* **SHORT PROBLEM**
Please count how many lines in the material below contain the string "wooden". Case counts, and reply with the number alone.
──────────────────────────────
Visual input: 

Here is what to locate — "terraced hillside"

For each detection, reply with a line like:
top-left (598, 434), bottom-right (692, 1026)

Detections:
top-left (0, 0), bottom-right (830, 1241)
──────────────────────────────
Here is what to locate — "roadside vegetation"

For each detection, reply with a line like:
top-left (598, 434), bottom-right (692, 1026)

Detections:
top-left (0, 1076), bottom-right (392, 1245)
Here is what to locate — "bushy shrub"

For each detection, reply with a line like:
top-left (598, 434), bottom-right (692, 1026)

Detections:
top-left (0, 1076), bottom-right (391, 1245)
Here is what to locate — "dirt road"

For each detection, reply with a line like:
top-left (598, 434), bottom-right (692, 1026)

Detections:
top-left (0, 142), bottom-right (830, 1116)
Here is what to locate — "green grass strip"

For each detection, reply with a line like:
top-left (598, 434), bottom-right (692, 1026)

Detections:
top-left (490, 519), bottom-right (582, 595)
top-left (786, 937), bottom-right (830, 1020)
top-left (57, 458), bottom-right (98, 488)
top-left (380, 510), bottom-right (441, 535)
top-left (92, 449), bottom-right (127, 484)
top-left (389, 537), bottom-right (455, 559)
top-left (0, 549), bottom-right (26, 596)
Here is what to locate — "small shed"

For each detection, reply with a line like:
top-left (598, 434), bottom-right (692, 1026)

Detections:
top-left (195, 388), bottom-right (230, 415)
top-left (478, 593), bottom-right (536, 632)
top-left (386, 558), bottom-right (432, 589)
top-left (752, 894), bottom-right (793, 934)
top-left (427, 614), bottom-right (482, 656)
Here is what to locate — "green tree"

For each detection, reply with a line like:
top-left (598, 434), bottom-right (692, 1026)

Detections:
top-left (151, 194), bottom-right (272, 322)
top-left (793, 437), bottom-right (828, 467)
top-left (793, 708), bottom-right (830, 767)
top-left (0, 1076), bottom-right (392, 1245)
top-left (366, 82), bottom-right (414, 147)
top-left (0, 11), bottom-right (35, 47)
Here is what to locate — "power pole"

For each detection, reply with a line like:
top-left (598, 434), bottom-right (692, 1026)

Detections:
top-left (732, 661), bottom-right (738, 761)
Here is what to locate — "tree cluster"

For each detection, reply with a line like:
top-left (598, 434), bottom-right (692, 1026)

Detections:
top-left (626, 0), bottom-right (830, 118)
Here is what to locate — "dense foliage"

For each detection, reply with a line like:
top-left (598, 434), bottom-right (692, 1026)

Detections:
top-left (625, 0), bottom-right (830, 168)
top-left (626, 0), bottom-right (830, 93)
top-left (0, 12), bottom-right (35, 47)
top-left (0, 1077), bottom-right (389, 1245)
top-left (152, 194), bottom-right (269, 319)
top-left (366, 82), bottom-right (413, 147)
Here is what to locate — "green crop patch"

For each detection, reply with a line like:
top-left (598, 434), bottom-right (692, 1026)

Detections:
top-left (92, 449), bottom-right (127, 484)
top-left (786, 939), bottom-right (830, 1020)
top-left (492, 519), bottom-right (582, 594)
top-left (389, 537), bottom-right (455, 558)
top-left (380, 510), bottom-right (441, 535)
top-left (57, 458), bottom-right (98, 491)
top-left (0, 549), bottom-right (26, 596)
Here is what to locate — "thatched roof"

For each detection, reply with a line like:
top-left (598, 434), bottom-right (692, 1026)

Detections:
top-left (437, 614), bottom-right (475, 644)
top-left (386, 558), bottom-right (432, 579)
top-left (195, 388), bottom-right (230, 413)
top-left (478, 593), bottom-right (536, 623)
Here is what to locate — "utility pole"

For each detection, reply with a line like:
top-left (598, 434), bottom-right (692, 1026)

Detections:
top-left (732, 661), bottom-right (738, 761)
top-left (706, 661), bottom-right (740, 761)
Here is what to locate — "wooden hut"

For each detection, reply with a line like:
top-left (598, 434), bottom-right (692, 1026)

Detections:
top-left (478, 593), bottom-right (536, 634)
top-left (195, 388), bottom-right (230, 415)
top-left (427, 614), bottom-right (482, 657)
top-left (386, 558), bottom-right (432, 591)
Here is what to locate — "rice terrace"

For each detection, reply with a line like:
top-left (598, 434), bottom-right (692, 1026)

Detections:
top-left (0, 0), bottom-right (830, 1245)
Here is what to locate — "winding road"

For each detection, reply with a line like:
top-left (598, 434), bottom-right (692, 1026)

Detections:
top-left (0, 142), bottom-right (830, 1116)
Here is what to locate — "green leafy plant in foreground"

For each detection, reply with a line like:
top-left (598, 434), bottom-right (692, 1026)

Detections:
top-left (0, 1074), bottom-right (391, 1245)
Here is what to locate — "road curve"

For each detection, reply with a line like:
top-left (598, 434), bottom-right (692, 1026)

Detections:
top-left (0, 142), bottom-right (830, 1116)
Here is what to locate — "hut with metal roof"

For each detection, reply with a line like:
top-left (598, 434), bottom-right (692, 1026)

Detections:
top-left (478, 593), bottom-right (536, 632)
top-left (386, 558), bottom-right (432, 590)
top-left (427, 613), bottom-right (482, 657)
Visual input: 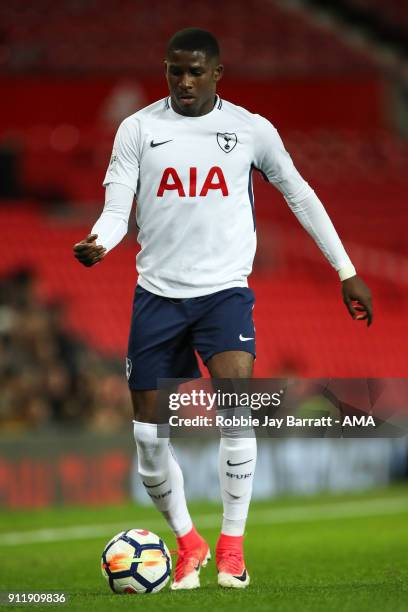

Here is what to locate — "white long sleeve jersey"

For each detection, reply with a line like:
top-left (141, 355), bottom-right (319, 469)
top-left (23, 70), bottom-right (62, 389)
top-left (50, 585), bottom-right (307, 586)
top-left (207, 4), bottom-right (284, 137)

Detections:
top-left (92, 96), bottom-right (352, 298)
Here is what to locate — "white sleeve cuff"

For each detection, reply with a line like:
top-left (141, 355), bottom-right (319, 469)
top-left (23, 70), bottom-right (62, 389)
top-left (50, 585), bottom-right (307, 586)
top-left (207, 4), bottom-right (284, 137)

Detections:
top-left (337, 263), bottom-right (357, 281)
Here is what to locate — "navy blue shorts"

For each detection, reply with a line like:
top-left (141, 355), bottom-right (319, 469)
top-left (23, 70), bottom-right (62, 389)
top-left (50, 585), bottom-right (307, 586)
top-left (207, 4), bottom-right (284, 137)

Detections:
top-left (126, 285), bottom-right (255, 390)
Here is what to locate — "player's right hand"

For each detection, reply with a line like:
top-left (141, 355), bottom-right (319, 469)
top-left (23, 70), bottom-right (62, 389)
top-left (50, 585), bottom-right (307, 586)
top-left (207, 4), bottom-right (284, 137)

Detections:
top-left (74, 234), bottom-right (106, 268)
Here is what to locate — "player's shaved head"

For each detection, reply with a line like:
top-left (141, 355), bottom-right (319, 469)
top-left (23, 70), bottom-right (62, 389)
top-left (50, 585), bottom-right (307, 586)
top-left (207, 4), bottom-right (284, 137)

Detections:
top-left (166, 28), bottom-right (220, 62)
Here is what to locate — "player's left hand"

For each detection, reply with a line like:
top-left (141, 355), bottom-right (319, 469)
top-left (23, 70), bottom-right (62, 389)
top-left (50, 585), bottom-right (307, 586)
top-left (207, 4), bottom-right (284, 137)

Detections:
──────────────────────────────
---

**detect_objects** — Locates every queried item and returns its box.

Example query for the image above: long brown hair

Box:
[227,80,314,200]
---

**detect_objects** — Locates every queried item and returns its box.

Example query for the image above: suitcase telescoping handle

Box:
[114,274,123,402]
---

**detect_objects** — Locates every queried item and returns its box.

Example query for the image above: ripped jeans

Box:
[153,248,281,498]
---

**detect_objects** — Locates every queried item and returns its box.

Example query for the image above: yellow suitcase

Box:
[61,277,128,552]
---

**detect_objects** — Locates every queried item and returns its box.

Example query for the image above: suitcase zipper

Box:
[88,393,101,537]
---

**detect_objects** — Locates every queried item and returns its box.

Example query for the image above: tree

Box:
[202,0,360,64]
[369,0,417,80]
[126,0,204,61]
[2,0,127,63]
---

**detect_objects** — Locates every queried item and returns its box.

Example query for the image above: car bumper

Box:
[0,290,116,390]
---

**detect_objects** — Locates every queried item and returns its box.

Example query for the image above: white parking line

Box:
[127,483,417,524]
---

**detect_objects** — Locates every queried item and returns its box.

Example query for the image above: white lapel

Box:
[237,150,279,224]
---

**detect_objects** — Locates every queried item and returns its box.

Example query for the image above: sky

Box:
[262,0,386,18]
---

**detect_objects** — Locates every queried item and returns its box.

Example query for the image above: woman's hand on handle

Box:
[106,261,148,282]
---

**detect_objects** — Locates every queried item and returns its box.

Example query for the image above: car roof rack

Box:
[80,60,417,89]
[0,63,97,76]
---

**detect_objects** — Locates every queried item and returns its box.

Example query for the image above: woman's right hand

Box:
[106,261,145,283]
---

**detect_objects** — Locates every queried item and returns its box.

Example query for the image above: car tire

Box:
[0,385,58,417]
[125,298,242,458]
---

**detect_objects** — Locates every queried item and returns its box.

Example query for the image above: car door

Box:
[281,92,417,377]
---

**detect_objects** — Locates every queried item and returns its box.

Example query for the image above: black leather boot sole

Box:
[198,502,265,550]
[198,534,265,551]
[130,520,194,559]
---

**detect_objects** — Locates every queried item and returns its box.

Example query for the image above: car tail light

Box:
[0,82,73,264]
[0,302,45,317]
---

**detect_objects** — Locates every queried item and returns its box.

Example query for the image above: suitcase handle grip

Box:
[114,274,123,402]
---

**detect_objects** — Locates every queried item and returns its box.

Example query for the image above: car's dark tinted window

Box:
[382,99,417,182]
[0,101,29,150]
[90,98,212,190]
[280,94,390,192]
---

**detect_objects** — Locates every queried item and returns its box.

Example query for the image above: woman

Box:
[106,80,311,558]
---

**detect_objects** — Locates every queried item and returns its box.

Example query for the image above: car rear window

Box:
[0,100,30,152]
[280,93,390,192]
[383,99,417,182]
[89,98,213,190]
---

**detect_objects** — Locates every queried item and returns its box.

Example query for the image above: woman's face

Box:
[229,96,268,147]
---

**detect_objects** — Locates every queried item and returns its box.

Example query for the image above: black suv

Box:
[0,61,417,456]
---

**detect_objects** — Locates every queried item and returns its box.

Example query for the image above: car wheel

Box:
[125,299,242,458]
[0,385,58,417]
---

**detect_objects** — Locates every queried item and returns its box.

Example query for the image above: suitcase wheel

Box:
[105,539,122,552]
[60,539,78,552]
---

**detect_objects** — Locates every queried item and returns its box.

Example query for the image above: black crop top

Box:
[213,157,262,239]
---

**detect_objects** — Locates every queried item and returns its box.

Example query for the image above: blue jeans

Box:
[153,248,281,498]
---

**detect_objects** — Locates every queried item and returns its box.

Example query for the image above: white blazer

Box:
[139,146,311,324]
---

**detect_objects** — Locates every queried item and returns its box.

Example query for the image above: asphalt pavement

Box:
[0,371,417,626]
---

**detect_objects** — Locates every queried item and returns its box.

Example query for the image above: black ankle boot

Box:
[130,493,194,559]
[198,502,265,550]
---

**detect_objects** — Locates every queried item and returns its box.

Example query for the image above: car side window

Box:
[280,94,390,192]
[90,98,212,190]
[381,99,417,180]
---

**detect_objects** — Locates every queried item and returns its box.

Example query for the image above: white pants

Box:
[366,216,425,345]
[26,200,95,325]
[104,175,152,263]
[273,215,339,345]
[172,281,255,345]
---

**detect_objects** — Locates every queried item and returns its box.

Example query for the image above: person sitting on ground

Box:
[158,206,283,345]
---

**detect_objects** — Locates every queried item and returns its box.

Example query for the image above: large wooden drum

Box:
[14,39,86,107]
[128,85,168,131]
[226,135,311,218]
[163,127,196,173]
──────────────────────────────
* **TASK OUTPUT**
2